**Goal**
Rewrite the rows below, replacing every "innermost point" with "central point" and keeping everything else the same.

**Stored dataset items**
━━━━━━━━━━
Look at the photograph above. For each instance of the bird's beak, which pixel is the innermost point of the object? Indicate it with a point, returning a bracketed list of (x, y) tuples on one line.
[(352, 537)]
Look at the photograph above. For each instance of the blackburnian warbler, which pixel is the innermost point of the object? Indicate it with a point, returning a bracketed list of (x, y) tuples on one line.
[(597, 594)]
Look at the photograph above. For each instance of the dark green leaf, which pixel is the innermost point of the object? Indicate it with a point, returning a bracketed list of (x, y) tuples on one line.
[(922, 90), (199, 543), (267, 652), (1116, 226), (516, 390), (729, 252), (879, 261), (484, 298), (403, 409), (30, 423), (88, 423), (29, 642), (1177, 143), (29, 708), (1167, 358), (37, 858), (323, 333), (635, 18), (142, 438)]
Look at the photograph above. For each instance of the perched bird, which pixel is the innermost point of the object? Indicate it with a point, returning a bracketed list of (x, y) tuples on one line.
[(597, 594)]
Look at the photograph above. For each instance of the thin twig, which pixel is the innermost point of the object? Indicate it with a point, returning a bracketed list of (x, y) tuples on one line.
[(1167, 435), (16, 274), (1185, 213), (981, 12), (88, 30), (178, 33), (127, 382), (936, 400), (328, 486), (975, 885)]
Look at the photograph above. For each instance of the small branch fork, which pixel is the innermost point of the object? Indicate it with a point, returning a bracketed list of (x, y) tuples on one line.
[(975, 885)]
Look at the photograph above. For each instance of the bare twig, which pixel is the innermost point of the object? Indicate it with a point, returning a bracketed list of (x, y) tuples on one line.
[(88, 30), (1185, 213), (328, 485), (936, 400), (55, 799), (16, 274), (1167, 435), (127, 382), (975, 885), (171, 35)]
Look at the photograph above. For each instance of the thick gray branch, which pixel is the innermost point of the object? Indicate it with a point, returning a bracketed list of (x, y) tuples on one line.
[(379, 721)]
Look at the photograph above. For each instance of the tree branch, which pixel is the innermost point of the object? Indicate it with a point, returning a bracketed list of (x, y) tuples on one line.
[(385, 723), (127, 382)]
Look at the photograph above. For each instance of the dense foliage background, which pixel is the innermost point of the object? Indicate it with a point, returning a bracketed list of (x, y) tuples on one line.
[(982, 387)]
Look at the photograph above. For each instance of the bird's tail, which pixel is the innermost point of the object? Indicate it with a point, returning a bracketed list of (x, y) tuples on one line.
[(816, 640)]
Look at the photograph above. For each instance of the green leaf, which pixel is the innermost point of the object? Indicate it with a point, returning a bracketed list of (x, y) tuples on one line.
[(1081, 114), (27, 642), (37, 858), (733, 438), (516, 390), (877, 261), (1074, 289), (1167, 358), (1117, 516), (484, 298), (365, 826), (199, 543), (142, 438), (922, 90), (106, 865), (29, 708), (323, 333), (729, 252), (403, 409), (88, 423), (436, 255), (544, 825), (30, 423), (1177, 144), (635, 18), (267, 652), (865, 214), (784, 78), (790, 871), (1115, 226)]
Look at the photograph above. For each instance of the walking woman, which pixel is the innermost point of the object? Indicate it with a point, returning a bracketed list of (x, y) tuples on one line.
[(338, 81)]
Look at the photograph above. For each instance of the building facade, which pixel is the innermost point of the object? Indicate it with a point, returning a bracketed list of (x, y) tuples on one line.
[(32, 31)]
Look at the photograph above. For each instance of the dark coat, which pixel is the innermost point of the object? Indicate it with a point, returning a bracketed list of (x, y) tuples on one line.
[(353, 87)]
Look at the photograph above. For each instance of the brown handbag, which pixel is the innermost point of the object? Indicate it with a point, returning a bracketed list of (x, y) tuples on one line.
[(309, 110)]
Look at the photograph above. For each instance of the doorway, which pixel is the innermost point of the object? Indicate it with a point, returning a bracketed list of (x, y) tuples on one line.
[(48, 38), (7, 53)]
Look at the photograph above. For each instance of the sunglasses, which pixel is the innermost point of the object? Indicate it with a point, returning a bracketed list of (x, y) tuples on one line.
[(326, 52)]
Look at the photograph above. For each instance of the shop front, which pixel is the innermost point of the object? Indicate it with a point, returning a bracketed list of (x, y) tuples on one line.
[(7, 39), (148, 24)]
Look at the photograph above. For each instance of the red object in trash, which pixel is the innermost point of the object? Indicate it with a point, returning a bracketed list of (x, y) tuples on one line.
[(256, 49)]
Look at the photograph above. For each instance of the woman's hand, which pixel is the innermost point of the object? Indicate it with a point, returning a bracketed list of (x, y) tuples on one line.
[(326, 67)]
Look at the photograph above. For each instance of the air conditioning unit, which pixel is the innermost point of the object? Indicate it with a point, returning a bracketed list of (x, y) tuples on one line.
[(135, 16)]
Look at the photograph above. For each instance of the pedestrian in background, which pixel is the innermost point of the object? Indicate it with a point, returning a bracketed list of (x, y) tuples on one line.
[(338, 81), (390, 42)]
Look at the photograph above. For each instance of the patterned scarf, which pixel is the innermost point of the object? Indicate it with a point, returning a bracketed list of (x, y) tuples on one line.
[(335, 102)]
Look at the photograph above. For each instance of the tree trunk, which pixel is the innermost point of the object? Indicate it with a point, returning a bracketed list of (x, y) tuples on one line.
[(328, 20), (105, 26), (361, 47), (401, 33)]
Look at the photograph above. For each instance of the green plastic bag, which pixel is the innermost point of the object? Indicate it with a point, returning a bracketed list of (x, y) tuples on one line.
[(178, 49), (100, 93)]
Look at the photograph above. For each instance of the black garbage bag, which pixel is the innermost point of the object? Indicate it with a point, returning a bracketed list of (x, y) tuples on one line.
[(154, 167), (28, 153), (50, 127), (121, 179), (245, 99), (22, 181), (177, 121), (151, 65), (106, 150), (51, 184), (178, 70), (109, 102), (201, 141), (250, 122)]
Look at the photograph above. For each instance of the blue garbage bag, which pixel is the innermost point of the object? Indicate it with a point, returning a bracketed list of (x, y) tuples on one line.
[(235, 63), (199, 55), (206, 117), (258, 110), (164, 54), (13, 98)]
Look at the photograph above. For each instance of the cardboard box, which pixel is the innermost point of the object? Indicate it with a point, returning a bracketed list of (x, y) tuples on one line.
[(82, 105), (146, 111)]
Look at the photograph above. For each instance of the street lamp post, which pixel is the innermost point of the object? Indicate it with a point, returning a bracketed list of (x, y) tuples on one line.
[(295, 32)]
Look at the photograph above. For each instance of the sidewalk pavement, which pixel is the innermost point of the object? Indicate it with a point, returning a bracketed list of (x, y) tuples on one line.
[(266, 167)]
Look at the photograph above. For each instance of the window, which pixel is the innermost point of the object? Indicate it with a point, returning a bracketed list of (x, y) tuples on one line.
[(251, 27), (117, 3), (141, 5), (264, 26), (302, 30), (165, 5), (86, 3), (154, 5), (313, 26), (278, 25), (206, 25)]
━━━━━━━━━━
**Answer to the problem**
Look at the photograph above. For each instance of the bird's beak, which pixel is the central point of the object? Indicate it with a point, returning a bracketed list of (x, y) tuples on one line.
[(352, 537)]
Look at the photograph above. For each instance of the blackburnian warbler, which pixel is the central point of the object? Indicate it with a point, returning a bracketed list of (x, y) tuples on one line.
[(597, 594)]
Look at the photograph above. For each instance of the dark green leaf, which pixel is the central point of the object? Indicate it with a point, returning a bracketed list of (x, y) tuples on one line.
[(922, 90), (199, 543), (267, 652), (1116, 226), (516, 390), (729, 252), (879, 261), (484, 298), (403, 409), (30, 423), (88, 423), (29, 642), (1177, 143), (29, 708), (1167, 358), (37, 858), (323, 333), (635, 18), (142, 438)]
Look at the photograph above. For each instance of the perched bird, which pixel is the central point of the object? Indicate it with a point, returning a bracketed list of (x, y) tuples on one line.
[(597, 594)]
Look at the photograph above. For each instance of the thin twig, which pixel is the central point of the object? Indicate it with a point, returning a bracketed list of (x, y) tuples on one line.
[(1167, 435), (16, 274), (1185, 213), (981, 12), (88, 30), (178, 33), (127, 382), (936, 400), (328, 486), (975, 885)]
Look at the photograph above. For each instance of the small branch fork, which pixel is the central point of the object? Indicate it with a point, returning a bracketed list of (x, y) tuples on one line.
[(975, 885)]
Look at the photograph above. For each instance of the bare twig, which pixel is the central point of the object? Indicate it with a point, returning a bracketed list of (x, y) tuples on one line.
[(88, 30), (1185, 213), (328, 485), (936, 400), (55, 799), (16, 274), (1167, 435), (127, 382), (975, 885), (171, 35)]
Look at the photograph above. For each instance of the thick gray branch, which pixel is the central point of the object? Indicate it with a point, returning a bracketed list of (x, y) tuples on one line.
[(379, 721)]
Look at the photograph above. For each instance of the tree branch, which pixel is the central point of the object? Indicate it with a point, returning a bracketed list of (x, y) tuples on one line.
[(385, 723), (127, 382)]
Look at the photograph above. For each instance of the dense foliage background, which pixel is the central point of the object? Indicate it with a point, returning a bracketed list of (x, y) tuples on one line.
[(982, 387)]
Look at the photograph above. For each instance of the bird's tail, which pixel is the central point of the object? Indicate it with a point, returning a bracketed list of (x, y) tuples on one line.
[(816, 640)]
Look at the photograph above. For each instance of the green leaf, which pixel is the central point of the object? Indicate it with a point, returning a bracketed list of (x, y) tuples on one line.
[(1081, 114), (27, 642), (37, 858), (733, 438), (516, 390), (877, 261), (1074, 289), (1167, 358), (1117, 516), (484, 298), (365, 826), (199, 543), (142, 438), (922, 90), (106, 865), (29, 708), (323, 333), (729, 252), (403, 409), (88, 423), (436, 255), (544, 825), (30, 423), (1177, 144), (635, 18), (267, 652), (865, 214), (784, 78), (790, 871), (1115, 226)]
Look at the photograph above. For each instance of the walking woman, which pixel is the central point of the object? Indicate it with a point, returning a bracketed list of (x, y) tuples on one line.
[(338, 81)]
Look at the photograph above. For each instance of the building facade, which pixel is the central point of the object? Indicate it with a point, returning a bracketed list of (x, y) tuples on one line.
[(32, 31)]
Look at the photograph above. For each instance of the dark coat, which pixel is the central point of the object? Indicate it with a point, returning a bracketed list of (x, y) tuples on one line.
[(353, 87)]
Look at the photograph above. For each instance of the brown handbag, which pixel is the central point of the object? Indicate it with a point, returning a bracketed list of (x, y) tuples on one line.
[(309, 110)]
Look at the photograph above. For each instance of the doorway, which pixel is the central point of the object? Indicate it with a point, returning a bracketed list of (x, y) tuples on one line.
[(48, 38), (7, 53)]
Look at the photograph above. For each instance of the sunglasses, which pixel is the central point of the object? Indicate it with a point, returning a bracketed list of (x, y) tuples on one line.
[(326, 52)]
Look at the photograph above. For each instance of the shop front, which pixel is the central point of the object? Indicate it with a point, returning a bracketed list of (x, y) tuples on one line.
[(7, 39), (148, 24)]
Look at the photograph above. For each instance of the red object in trash, which pixel is the central point of the object? Indicate it with a point, returning a bracketed list of (x, y) tuples on one line.
[(256, 49)]
Look at the photograph above. For each instance of the woman's hand, which pixel is the central point of the object? Indicate it with a point, returning a bracketed list of (x, y) tuples on one line.
[(326, 67)]
Look at the photograph above. For each instance of the air conditioning unit, which pixel is the central point of the object? Indicate it with a point, returning a bracketed list of (x, y) tuples on one line.
[(135, 16)]
Look at the photograph above. For each instance of the pedestrian in background, which pixel is the central point of the object? Indicate it with a point, returning a bracketed list of (x, y) tuples on one line.
[(338, 81), (390, 42)]
Look at the photograph above. For each instance of the patterned scarf, which pixel is the central point of the object? Indicate it with a point, returning a bracketed list of (x, y) tuples on one line.
[(335, 102)]
Look at the photograph above. For each instance of the tree trunk, which pixel is the central point of the object? Indicate it with a point, returning a bracketed list of (x, y) tuples on one line.
[(328, 20), (105, 26), (361, 47), (401, 33)]
Look at the photograph above. For each instance of the green plastic bag, which pixel is the central point of the object? Indicate it with a point, returning a bracketed list of (x, y) tuples on one line.
[(178, 49), (100, 93)]
Look at the photograph above. For each instance of the black garbage bag, which pixel is the central point of the object? Indicate it with a point, returning a bracketed list of (x, y) tuples on one line.
[(154, 167), (28, 153), (50, 127), (121, 179), (245, 99), (22, 181), (177, 121), (151, 65), (106, 150), (51, 184), (178, 70), (109, 102), (201, 141), (250, 122)]
Look at the photograph above. For each instance of the blue garbage bag, which pixel is the central point of the object? Indicate it with a point, returning a bracketed list of (x, y) tuples on one line.
[(235, 63), (199, 55), (206, 117), (258, 110), (164, 54), (13, 98)]
Look at the photograph above. For each instance of the cardboard box, which pixel is the central point of the object? Indicate it with a point, returning a bracketed list of (x, y) tuples on one line.
[(82, 105), (146, 111)]
Look at the photograph above. For each instance of the street lamp post, which pixel is the central point of the object? Indicate it with a point, returning a bracketed list of (x, y) tuples on one line.
[(295, 32)]
Look at the photograph above. For each instance of the sidewalk pavement, which pixel is the central point of the object? Indicate it with a point, returning a bracketed list of (x, y) tuples on one line.
[(266, 167)]
Look at the photograph above. For each instance of the window, which pixel is the central point of the object? Indicate it with a point, returning a bracketed list of (x, y) tuples on one line.
[(251, 27), (117, 3), (141, 5), (264, 26), (302, 30), (165, 5), (86, 3), (154, 5), (313, 26), (278, 25), (206, 25)]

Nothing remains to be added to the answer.